**PASSAGE SHOWN:**
============================================================

Developed by Apache, Hadoop and its ecosystem are foundational in Big Data Analytics because
they address the challenges of handling big data—like data volume, velocity, and variety.
Hadoop ecosystem is a platform or framework which helps in solving the big data problems. It
comprises of different components and services ( ingesting, storing, analyzing, and maintaining)
inside of it. Most of the services available in the Hadoop ecosystem are to supplement the main
four core components of Hadoop which include HDFS, YARN, MapReduce and Common.

Hadoop ecosystem includes both Apache Open source projects and other wide variety of
commercial tools and solutions. Some of the well known open source examples include Spark,
Hive, Pig, Sqoop and Oozie.

fig: Hadoop Ecosystem


 Hadoop Ecosystem Components
 1. Hadoop Distributed File System
 It is the most important component of Hadoop Ecosystem. HDFS is the primary storage
system of Hadoop. Hadoop distributed file system (HDFS) is a java based file system that
provides scalable, fault tolerance, reliable and cost efficient data storage for Big data.
HDFS is a distributed filesystem that runs on commodity hardware.
HDFS consists of two core components i.e.
• Name node
• Data Node
• Name Node is the prime node which contains metadata (data about data) requiring
comparatively fewer resources than the data nodes that stores the actual data.
• Data nodes are commodity hardware in the distributed environment. Undoubtedly,
making Hadoop cost effective.
• HDFS maintains all the coordination between the clusters and hardware, thus working at
the heart of the system.
 2.YARN:
• Yet Another Resource Negotiator, as the name implies, YARN is the one who helps to
manage the resources across the clusters. In short, it performs scheduling and resource
allocation for the Hadoop System.

============================================================

**THE DATA:**
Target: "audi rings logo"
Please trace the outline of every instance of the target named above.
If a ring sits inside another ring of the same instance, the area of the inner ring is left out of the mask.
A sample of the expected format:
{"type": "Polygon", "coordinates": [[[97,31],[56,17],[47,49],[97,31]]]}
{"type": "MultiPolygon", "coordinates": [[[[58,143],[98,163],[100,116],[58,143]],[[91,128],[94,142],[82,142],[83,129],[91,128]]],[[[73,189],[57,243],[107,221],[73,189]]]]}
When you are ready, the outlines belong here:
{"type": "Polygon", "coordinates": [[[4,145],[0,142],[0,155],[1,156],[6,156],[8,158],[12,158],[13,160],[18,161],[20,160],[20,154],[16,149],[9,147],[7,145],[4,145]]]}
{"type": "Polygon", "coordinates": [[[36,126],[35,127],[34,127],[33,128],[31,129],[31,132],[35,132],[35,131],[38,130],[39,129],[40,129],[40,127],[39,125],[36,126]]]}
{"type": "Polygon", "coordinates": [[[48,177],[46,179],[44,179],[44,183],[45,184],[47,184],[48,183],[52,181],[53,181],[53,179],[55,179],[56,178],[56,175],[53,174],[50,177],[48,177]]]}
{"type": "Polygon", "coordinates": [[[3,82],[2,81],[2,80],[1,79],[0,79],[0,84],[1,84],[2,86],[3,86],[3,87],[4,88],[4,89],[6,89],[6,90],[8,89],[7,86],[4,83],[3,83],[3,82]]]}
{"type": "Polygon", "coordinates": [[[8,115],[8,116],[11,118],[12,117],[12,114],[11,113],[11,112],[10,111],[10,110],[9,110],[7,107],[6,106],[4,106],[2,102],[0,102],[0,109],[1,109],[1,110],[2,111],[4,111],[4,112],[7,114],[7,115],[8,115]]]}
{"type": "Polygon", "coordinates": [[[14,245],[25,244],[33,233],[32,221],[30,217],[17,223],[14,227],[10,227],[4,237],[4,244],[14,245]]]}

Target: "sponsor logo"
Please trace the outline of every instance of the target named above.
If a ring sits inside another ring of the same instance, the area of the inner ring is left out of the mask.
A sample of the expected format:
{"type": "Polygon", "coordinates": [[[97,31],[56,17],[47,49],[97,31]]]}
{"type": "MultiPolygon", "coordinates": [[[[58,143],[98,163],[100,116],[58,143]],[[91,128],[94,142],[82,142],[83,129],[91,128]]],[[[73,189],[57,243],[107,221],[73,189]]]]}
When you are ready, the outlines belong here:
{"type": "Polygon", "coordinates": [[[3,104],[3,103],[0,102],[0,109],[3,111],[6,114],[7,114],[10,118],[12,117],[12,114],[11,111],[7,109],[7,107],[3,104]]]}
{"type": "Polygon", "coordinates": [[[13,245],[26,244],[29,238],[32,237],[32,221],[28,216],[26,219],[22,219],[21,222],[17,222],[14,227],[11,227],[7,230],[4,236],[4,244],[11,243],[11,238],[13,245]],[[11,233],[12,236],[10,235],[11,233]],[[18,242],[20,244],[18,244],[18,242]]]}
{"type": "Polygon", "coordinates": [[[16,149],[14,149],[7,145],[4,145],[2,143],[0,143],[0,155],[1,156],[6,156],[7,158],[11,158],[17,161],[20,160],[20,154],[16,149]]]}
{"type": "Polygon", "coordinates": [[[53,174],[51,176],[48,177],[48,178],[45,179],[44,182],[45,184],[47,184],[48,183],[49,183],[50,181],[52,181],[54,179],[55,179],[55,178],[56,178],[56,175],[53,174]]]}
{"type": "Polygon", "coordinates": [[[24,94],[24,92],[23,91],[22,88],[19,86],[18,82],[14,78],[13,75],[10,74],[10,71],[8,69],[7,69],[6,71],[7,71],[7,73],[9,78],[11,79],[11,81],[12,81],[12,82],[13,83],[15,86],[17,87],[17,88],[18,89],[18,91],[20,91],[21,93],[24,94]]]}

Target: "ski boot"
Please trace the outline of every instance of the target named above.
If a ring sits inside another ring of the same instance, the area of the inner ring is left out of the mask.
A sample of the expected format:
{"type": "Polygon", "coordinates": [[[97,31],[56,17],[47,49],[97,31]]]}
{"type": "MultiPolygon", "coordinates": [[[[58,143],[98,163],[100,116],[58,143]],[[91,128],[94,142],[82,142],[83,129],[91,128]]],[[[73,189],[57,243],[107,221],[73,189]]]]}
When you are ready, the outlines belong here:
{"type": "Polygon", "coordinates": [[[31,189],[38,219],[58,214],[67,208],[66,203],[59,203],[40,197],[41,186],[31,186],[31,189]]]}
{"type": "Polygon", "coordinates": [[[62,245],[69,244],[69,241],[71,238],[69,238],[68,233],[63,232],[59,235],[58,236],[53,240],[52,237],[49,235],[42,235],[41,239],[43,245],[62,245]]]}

============================================================

**REQUESTS:**
**a)** Summarize the Hadoop passage in two sentences.
**b)** Show every line of the records that contains the string "logo", treating uppercase and lowercase as different.
The Hadoop passage and the records are unrelated to each other.

**EXPECTED RESULTS:**
**a)** The Hadoop ecosystem, developed by Apache, is a framework for solving big data problems, and most of its services supplement four core components: HDFS, YARN, MapReduce and Common. HDFS is the primary storage system, where a Name Node holds metadata and Data Nodes on commodity hardware store the actual data, while YARN manages resources across clusters through scheduling and resource allocation.

**b)**
Target: "audi rings logo"
Target: "sponsor logo"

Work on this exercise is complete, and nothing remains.